- _What the task asks_: Return the data that follows exactly as it appears. Pictures do not belong in the copy.

[Point localization data]
= Beginning of Section =
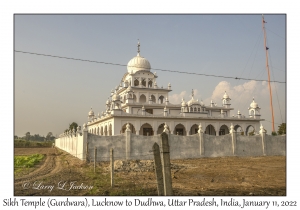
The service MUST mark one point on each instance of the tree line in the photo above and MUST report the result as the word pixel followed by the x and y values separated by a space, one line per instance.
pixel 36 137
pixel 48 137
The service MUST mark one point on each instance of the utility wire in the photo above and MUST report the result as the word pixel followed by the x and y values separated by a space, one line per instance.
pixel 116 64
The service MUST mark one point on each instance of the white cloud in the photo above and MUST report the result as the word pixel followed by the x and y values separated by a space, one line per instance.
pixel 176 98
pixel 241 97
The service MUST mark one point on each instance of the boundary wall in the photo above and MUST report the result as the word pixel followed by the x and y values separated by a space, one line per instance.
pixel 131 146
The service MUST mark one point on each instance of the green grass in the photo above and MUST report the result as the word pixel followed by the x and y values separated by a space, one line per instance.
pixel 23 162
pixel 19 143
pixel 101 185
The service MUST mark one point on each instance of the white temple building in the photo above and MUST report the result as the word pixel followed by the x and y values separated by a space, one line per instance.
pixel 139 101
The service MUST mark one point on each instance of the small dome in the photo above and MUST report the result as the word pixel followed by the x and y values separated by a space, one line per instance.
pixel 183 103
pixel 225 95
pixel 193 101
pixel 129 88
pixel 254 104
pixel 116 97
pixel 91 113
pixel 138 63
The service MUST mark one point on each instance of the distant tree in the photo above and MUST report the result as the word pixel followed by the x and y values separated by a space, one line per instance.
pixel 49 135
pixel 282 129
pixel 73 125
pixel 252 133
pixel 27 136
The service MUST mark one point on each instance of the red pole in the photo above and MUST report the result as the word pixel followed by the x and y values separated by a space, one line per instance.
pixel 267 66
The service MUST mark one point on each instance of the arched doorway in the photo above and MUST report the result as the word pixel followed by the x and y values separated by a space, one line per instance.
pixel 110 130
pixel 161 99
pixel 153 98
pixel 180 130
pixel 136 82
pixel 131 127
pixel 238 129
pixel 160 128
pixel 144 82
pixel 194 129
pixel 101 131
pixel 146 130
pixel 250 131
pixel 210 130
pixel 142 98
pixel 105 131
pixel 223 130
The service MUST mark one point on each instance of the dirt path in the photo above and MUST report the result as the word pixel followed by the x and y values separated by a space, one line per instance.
= End of Section =
- _Output of the task_:
The service MUST mark one point on each instance of the tree line in the photo above and MUST report the result as the word pixel followed by the x and y values separated by a space, one line per instance.
pixel 36 137
pixel 48 137
The service MUST mark one point on each instance of the utility wire in the photo above and MUST report the result as the word pixel followed by the x and y values separated by a space, one line per instance.
pixel 116 64
The service MUST mark one point on each instance of the white cloud in the photo above and MUST report the result as the word pixel followed by the x and y values separated by a space, one line per instance.
pixel 176 98
pixel 241 97
The service MUST mark one point on each instance of the boundary wall in the photo above and MUST report the result as the word pixel followed by the x and y values separated by a space, one line per instance.
pixel 131 146
The service MUST mark one point on each instance of the green grass in the photo above and MUST report the result as the word pixel followed by the x and y values separated by a space, one line per instance.
pixel 23 162
pixel 19 143
pixel 101 185
The service MUST mark one point on each instance of the white temple building in the photo above and MUST report the result as the word pixel followed by the x and y values separated by a space, one line per instance.
pixel 139 101
The service MUST mark one point on each instance of the small dome in the photo above and MUST report the result as the word pixel followed by the x and y values separated by a space, one line per instance.
pixel 183 103
pixel 225 95
pixel 193 101
pixel 129 88
pixel 254 104
pixel 116 97
pixel 91 113
pixel 138 63
The service MUST mark one point on each instance of the distant tree in the photo above and MUST report the result as the word pixel followed by the x and y values separated by a space, one line per instance.
pixel 49 135
pixel 282 129
pixel 73 125
pixel 252 133
pixel 27 136
The service MUST mark one point on each instance of the red pole in the photo above and MUST report the result as the word pixel followed by the x and y values separated by a space, one line per instance.
pixel 267 66
The service MUST mark one point on each instance of the arched doorway in the photo above and MUST report the result as the word pixel followed by the x and y values separated by a space, one line per instance.
pixel 110 130
pixel 161 99
pixel 153 98
pixel 180 130
pixel 136 82
pixel 131 127
pixel 238 129
pixel 160 128
pixel 144 82
pixel 194 129
pixel 101 131
pixel 146 130
pixel 250 131
pixel 210 130
pixel 142 98
pixel 105 131
pixel 223 130
The service MUST mark one point on each instance of the dirt path in the photo above and MUST report the result as the word pixel followed by the x and y values separated by a space, one line per instance.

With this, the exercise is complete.